■ **EXTRAIT CHOISI**
╭──

Magda Mokhbi, le flambeau liberté

Magda Mokhbi est directrice des Ateliers Marianne depuis 1999. Cette femme, qui a dû conquérir ses libertés, défend avec ferveur l’idée du chantier d’insertion vecteur d’émancipation.

Féminine et féministe, Magda Mokhbi a l’élégance des mots pour décrire sa vie avec recul et parler des rencontres qui ont nourri la construction de son identité franco-algérienne : une évolution qui ne s’est pas faite sans heurts et qui continue d’alimenter ses combats d’aujourd’hui.


Les origines kabyles

Née dans le 10e arrondissement de Paris, Magda Mokbi est la 7e enfant de parents kabyles originaires de la région montagneuse d’Algérie. Son père, adolescent orphelin, est venu travailler en France à l’âge de vingt ans. Maçon puis éboueur pour la ville de Paris, il repart en Kabylie pour se marier, reste quatre ans au pays puis retourne en France, et met en place le regroupement familial pour sa femme et son premier enfant, 3 ans après. D’abord logée à Paris, la famille va s’installer à Pierrefitte-sur-Seine en Seine-Saint-Denis, une des nouvelles cités HLM – modernes pour l’époque – construites en périphérie nord de Paris : « Pour mon père, avoir une salle de bains et des toilettes individuelles, c’était une réussite sociale. »

Au fur et à mesure des années, la famille s’agrandit. Magda est la cinquième fille, entourée de quatre frères. Enfant, elle ressent très vite – et n’accepte pas – la différence de traitement entre filles et garçons. Elle évoque le fils aîné « élevé comme un roi sans royaume », celui qui doit perpétuer le nom et protéger la famille. Le code de la famille algérien en est fortement imprégné, celui-ci avantage encore aujourd’hui l’héritier masculin. Magda évoque également la place des femmes, toujours debout pour servir, qui passent des mains d’un père à celles d’un mari, dans une acceptation programmée par la tradition culturelle.


L’enfance à Pierrefitte

Mais Magda grandit aussi dans une commune communiste qui œuvre pour l’éducation populaire : « Je sortais, on nous emmenait au musée, au spectacle… » Et son père l’autorise à faire du sport. De 7 à 18 ans, elle va pratiquer le basket jusqu’en compétition : « Être en short, porter les couleurs d’un club, c’était déjà s’émanciper. Mon entraîneuse était féministe et je voyais aussi les filles plus âgées qui travaillaient, partaient en week-end, avaient un amoureux… C’était un autre univers.»

╰──

[Relevés de points annotés]
╭──

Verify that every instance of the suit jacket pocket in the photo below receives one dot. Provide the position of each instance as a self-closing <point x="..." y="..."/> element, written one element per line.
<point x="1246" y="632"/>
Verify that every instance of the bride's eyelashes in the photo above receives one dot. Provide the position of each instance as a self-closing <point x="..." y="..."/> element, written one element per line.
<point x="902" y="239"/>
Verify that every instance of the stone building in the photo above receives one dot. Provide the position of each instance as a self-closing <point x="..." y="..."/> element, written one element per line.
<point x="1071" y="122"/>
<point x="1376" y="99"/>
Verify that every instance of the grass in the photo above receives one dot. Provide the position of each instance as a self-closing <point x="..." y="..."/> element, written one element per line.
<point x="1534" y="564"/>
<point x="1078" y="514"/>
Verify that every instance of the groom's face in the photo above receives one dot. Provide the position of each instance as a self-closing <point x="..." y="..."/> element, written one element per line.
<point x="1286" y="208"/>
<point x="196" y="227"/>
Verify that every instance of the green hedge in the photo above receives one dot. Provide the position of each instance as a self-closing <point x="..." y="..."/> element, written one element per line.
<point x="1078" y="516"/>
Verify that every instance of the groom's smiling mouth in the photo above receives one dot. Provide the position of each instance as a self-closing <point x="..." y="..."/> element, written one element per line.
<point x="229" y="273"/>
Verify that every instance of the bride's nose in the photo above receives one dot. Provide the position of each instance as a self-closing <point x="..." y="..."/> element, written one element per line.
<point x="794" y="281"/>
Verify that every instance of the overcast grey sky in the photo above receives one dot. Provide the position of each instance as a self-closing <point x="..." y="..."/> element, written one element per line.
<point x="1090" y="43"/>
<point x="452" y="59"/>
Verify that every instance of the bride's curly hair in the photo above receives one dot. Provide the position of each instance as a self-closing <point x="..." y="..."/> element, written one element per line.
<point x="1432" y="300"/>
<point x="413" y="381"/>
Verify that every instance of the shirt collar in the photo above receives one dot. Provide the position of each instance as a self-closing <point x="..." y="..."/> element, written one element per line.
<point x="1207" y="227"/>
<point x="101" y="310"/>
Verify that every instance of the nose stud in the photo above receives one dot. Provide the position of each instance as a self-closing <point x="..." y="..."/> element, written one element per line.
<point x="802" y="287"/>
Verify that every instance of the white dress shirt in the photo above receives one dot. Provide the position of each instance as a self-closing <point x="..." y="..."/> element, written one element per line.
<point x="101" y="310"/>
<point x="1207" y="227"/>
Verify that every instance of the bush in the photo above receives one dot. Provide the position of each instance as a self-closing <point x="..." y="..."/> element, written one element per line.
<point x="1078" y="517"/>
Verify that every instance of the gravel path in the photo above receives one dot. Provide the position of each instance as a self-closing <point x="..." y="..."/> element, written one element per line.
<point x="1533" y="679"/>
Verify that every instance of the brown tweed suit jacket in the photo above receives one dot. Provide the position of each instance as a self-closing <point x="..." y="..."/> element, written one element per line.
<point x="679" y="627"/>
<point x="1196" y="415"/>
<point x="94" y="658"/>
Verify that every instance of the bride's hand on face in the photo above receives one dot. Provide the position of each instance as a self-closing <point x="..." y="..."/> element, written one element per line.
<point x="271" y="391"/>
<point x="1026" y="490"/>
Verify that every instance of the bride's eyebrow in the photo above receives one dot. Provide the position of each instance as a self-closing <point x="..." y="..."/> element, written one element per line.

╰──

■ **TÂCHE DEMANDÉE 1**
D'après le portrait de Magda Mokhbi, pourquoi la pratique du basket représentait-elle déjà une émancipation pour elle ? Répondez en une à trois phrases.
■ **TÂCHE DEMANDÉE 2**
Recopiez le passage du portrait de Magda Mokhbi commençant à « Magda Mokhbi, le » et se terminant à « ses combats d’aujourd’hui. », en substituant « passion » à « ferveur ».
■ **TÂCHE DEMANDÉE 3**
Poursuivez le portrait de Magda Mokhbi au-delà de sa dernière phrase.
Le matériel ne joue aucun rôle dans ce travail.

■ **RÉPONSE 1**
Pour Magda, être en short et porter les couleurs d'un club, c'était déjà s'émanciper. Elle avait aussi une entraîneuse féministe et voyait des filles plus âgées qui travaillaient, partaient en week-end et avaient un amoureux, ce qui représentait pour elle un autre univers.

■ **RÉPONSE 2**
Magda Mokhbi, le flambeau liberté

Magda Mokhbi est directrice des Ateliers Marianne depuis 1999. Cette femme, qui a dû conquérir ses libertés, défend avec passion l’idée du chantier d’insertion vecteur d’émancipation.

Féminine et féministe, Magda Mokhbi a l’élégance des mots pour décrire sa vie avec recul et parler des rencontres qui ont nourri la construction de son identité franco-algérienne : une évolution qui ne s’est pas faite sans heurts et qui continue d’alimenter ses combats d’aujourd’hui.

■ **RÉPONSE 3**
Si le basket est une bouffée d’oxygène, elle ne se retrouve pas vraiment dans l’école. Exclue de l’accès au lycée, elle intègre par défaut un BP comptabilité qu’elle arrête en cours de route. Elle sent alors l’étau se resserrer : « Je ne pouvais pas rester, même si à l’intérieur du clan familial, il y avait de la douceur, ces moments où l’on chantait et dansait tous ensemble. Je me sentais opprimée et assoiffée de liberté…»


Le départ pour l’ Algérie

À 18 ans, elle demande à son père à partir en Algérie pour découvrir son « algérianité ». À cette époque, la politique algérienne avait mis en place un dispositif permettant aux enfants d’émigrés d’être prioritaires sur certains postes. Pour cet homme, qui guérit sa culpabilité d’avoir quitté le pays en y construisant une maison, c’est le signe que sa fille va enfin rentrer dans le rang.

La jeune femme part donc s’installer à Alger. Elle découvre alors une population plus ouverte que celle des émigrés : « Les femmes sortent, discutent avec les potes, chantent aussi bien Brassens et Brel que les musiques arabes et berbères. ». De 18 à 23 ans, elle va vivre ses premières histoires de femme libre, entre expériences professionnelles diverses dans les domaines administratifs et voyages à l’intérieur du pays.

En 1984, elle rencontre un jeune homme ingénieur avec qui elle partage des idées sociales et politiques. Le couple se marie en mairie, une voisine et un agent de la commune comme témoins : « Une façon de répondre à mon père qu’il ne me marierait pas. ». Quand on évoque ce mariage d’amour, Magda Mokhbi temporise : « J’étais programmée pour répondre aux désirs de l’autre. Quelle est la part de notre féminin que l’on a envie de garder ? Quelle est celle dont il faut se détacher pour pouvoir respirer sa liberté ? »


L’arrivée à Grenoble

Un an plus tard, son mari obtient une bourse pour faire sa thèse à Grenoble. Le couple revient en France et la jeune femme trouve un emploi dans un cabinet d’architecte où elle s’occupe de l’accueil, de la gestion, des comptes… Elle découvre aussi la population étudiante et participe à des conférences à l’université, qui lui donnent envie de reprendre des études. Elle passe avec succès le diplôme d’accès aux universités puis obtient le diplôme d’études comptables et financières, tout en travaillant.

Parallèlement, elle s’intéresse au milieu associatif et à la vie dans les quartiers du Village Olympique et de la Villeneuve où elle va successivement résider. Magda est notamment impliquée dans les écoles où vont ses deux enfants. C’est là que germe son besoin d’un métier porteur de liens, de sens. Et, c’est à la faveur d’une rencontre en 1998 avec Michel Belletante, à l’époque directeur de l’amphithéâtre de Pont-de-Claix, qu’elle va intégrer le chantier d’insertion « Les Ateliers Marianne » comme directrice gestionnaire – un chantier bien particulier, car l’activité se déploie autour de la fabrication de décors et de costumes de théâtre.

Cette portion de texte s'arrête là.